━━ DATASET RECORDS
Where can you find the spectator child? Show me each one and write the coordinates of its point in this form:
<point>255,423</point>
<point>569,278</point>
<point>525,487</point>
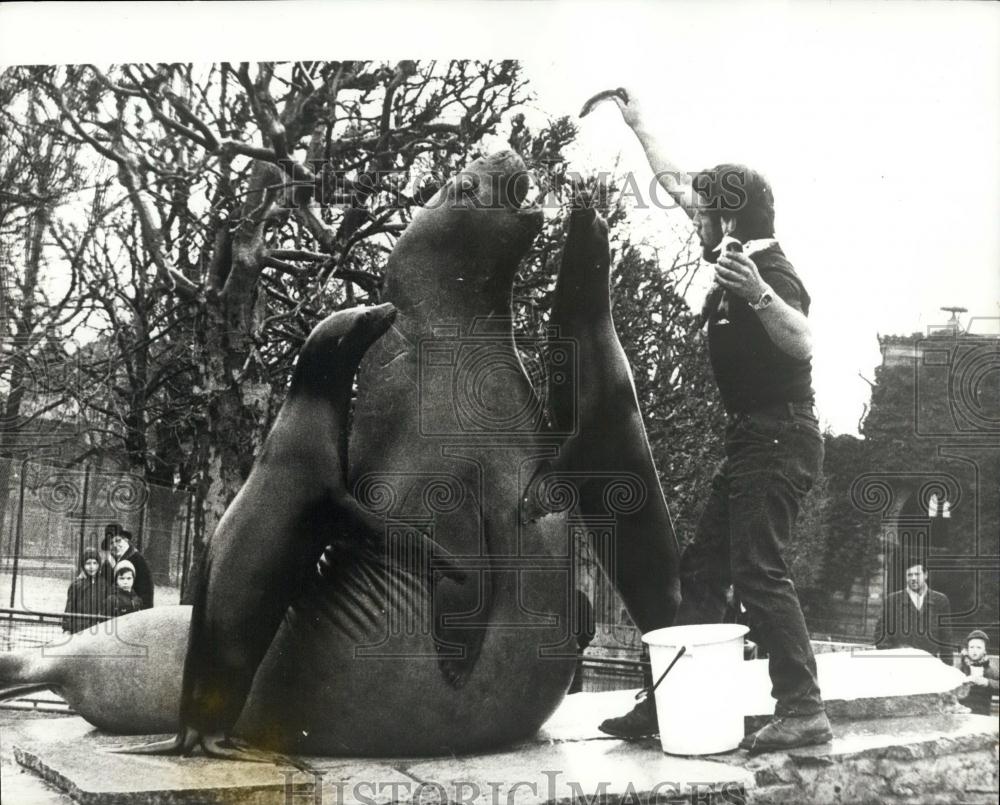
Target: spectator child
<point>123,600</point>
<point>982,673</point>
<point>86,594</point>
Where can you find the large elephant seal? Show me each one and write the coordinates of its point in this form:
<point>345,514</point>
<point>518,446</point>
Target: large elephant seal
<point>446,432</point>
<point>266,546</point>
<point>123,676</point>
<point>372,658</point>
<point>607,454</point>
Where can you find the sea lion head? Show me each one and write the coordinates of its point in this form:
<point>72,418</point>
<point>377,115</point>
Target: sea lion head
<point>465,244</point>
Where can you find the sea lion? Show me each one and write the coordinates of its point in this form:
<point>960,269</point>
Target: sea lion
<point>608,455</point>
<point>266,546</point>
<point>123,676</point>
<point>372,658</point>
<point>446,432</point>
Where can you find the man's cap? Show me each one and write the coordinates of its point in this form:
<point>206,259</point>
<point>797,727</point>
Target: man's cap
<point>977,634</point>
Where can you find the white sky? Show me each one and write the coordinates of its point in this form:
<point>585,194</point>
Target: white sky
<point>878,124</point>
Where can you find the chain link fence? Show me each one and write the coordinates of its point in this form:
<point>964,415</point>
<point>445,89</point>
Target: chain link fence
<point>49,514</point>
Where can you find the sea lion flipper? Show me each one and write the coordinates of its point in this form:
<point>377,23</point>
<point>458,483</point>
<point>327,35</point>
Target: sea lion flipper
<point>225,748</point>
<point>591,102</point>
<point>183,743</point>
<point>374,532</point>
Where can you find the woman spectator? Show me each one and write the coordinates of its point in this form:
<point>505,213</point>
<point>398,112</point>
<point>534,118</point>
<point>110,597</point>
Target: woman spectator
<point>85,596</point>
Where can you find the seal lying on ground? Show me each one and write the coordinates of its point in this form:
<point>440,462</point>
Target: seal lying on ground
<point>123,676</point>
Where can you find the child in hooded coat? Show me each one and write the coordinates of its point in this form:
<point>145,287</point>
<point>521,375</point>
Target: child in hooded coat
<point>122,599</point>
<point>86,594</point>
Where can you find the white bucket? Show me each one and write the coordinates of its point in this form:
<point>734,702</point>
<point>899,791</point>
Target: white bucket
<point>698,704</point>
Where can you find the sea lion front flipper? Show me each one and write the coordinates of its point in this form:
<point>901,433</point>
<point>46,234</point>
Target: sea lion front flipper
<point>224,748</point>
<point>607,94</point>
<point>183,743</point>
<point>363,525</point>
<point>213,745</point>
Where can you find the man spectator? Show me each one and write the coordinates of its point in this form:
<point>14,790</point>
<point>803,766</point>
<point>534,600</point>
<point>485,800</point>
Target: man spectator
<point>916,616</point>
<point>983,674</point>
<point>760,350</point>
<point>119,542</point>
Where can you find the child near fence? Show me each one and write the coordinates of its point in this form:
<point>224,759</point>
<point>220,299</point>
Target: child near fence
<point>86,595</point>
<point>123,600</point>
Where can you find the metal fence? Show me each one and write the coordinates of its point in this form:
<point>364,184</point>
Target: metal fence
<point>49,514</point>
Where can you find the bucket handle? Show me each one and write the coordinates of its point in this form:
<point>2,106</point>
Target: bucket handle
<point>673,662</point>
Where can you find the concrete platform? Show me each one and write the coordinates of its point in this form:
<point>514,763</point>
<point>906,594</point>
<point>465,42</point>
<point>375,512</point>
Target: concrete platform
━━━━
> **THE REQUEST**: Starting at the first line of the data, copy each line word for word, and stop after the line that contains "<point>977,634</point>". Leave out the pictures.

> **EXPECTED ANSWER**:
Where can you find the spectator child? Show me each one and write the coordinates of its point in this form:
<point>255,423</point>
<point>569,278</point>
<point>525,487</point>
Target: spectator child
<point>123,600</point>
<point>982,673</point>
<point>86,594</point>
Where can you find the large elephant seal? Show me each one and write the coordinates of its point in this form:
<point>345,514</point>
<point>518,446</point>
Target: large elephant seal
<point>446,432</point>
<point>266,546</point>
<point>123,676</point>
<point>372,658</point>
<point>607,454</point>
Where can you find the sea lion head? Show me each one and write the coordinates of its point in this form:
<point>72,418</point>
<point>377,115</point>
Target: sea lion head
<point>465,244</point>
Where can you find the sea lion? Show me each one and write the coordinates of its point in this form:
<point>960,269</point>
Target: sea lion
<point>608,455</point>
<point>266,546</point>
<point>123,676</point>
<point>372,658</point>
<point>446,432</point>
Where can you find the man's cap? Show me each one and write the coordinates of its point in this form:
<point>206,259</point>
<point>797,727</point>
Target: man's cap
<point>977,634</point>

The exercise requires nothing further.